About this exercise:
Reproduce the entries exactly, beginning with the line containing "point_to marks one point per instance of the green bract" and ending with their last line, both included.

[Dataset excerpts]
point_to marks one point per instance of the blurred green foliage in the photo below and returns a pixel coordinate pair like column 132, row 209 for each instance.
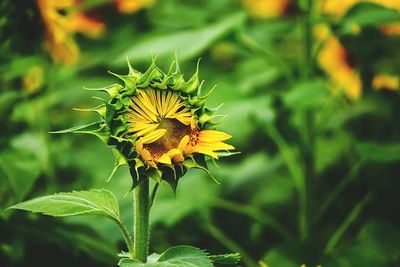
column 315, row 182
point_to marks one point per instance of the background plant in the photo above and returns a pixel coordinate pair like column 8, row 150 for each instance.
column 272, row 96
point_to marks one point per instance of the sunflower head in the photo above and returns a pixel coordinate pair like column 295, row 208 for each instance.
column 157, row 123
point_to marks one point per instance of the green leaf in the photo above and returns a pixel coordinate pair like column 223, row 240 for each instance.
column 185, row 256
column 136, row 263
column 367, row 14
column 306, row 95
column 232, row 258
column 93, row 202
column 379, row 152
column 187, row 44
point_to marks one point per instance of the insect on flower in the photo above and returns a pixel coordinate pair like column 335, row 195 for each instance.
column 158, row 124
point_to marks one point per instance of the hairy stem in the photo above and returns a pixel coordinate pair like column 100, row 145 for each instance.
column 141, row 221
column 127, row 237
column 309, row 136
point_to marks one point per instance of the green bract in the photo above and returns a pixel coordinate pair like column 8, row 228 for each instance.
column 112, row 127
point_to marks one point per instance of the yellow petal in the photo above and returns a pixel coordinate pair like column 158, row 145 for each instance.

Answer for this exercise:
point_to marks one point per instance of the green bract in the photo above and returns a pixel coordinate pair like column 8, row 228 for each instance.
column 112, row 127
point_to marks one point per instance of the yellow petal in the photo above and returns a pixel coordinate pair like column 158, row 145 for each instance.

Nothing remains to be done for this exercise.